- Ketentuan
Menurut tulisan tentang keracunan massal makanan MBG, ke puskesmas mana siswa SDN Salakawung dan SMP Budi Luhur dilarikan?

-->

Keracunan Masal MBG, Kasus yang Berulang


Oleh : Bahiroh

Publik dihebohkan lagi dengan kasus keracunan masal yang terjadi pada program MBG. Sejumlah 127 siswa di Kabupaten Sleman, DIY dan 427 siswa di Kabupaten Lebong, Bengkulu mengalami keracunan masal saat menyantap makanan MBG (ugm.ac.id, 29/08/25). Kasus keracunan masal yang terbaru, terjadi di daerah Cianjur, sejumlah 19 siswa dari SDN Salakawung dan 19 siswa dari SMP Budi Luhur dilarikan ke puskesmas Cugenang, karena mengalami keracunan saat menyantap makanan MBG (Timesindonesia.co.id, 12/09/25). 

Kasus ini bukan hanya sekali atau dua kali terjadi, tapi sudah berulangkali terjadi sejak program MBG dimulai. Sudah ribuan anak-anak yang mengalami keracunan saat menyantap makanan MBG. Namun, hingga saat ini dari pemerintahan belum juga menemukan solusi yang efektif dalam upaya pencegahan kasus keracunan masal ini. Meskipun tidak merenggut korban jiwa, namun kasus ini harusnya bisa segera di tangani oleh pemerintah. Siswa-siswa yang harusnya bisa fokus dalam belajar dan mendapatkan ketenangan saat menyantap makan siang, justru merasakan was-was karena maraknya kasus keracunan masal makanan MBG.

- Informasi yang Diberikan
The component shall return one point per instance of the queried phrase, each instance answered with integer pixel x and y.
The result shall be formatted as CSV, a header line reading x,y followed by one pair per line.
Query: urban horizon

- Jawaban Tugas
Puskesmas Cugenang.